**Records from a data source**
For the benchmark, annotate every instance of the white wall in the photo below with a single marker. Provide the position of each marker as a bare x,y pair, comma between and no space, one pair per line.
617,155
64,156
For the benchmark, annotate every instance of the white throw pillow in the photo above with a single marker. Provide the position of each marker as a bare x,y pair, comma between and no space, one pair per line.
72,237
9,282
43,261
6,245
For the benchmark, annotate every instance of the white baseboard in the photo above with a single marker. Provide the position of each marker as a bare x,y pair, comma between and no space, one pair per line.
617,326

* * *

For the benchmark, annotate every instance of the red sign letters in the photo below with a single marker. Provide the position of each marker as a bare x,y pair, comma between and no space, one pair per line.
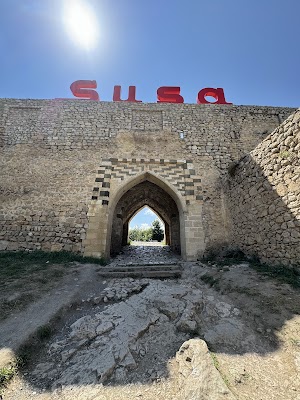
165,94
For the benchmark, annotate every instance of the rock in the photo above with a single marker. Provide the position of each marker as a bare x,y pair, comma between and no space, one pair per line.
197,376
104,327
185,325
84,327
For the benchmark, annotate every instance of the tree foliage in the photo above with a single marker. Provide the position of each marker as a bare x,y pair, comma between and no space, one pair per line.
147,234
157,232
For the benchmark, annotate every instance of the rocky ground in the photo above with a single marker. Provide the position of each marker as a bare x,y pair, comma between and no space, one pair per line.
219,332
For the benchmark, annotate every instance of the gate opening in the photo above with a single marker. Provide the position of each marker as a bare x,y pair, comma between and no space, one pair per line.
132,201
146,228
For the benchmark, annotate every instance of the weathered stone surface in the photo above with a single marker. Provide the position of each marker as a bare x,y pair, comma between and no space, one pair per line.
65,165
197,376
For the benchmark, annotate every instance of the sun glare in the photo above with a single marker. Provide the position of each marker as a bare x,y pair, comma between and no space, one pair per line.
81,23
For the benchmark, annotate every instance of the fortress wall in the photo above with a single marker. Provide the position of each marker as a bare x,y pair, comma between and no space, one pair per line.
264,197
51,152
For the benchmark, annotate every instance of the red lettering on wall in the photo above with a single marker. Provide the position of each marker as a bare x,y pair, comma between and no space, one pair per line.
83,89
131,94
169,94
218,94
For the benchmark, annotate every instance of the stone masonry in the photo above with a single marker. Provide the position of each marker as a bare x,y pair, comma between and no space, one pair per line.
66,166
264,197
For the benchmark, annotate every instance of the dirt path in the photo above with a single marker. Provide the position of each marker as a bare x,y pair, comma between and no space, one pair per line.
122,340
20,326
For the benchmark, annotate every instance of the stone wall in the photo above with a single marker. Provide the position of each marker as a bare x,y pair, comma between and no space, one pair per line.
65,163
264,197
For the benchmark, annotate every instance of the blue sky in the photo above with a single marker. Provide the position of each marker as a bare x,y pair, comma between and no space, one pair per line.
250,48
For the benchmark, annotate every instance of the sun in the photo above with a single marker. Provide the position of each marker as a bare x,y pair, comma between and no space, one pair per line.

**TASK**
Copy out the items from the line with "For the benchmark, annotate every instance of the stone masonry" to the line with "For the benchmark, annotate every instance of the sun in", replacing every "benchmark" with "test set" and leaving everything else unchanged. Give back only those lines.

**TASK OUTPUT**
For the test set, annotate every instance of the stone masonry in the photo above with a single marker. Provide the position of each marker as a bare x,y pair, comma between and no space, one pair per line.
66,166
264,197
For the test set, annotate every instance of the dirt path in the photo above with a single marker. Provide the position of each marker as a bare x,y pair, comma between and no space, one pair per line.
122,340
20,326
For the test set, annotate every instance of the stone wall in the photo above with a single marker. Provide the position of each marker as a bare x,y pair, comma between and no space, one pair per line.
65,163
264,197
For the test set, annotate every instance of the blue sky in the photo above with a single marker. Provide the position of each marker as a bare x,y pair, comma between and no space, one pair per line.
250,48
For the test set, annotate every instance of the sun in the photo above with a single marker. Provide the position of each marker as a bare x,y pair, comma between and no space, one pair per line.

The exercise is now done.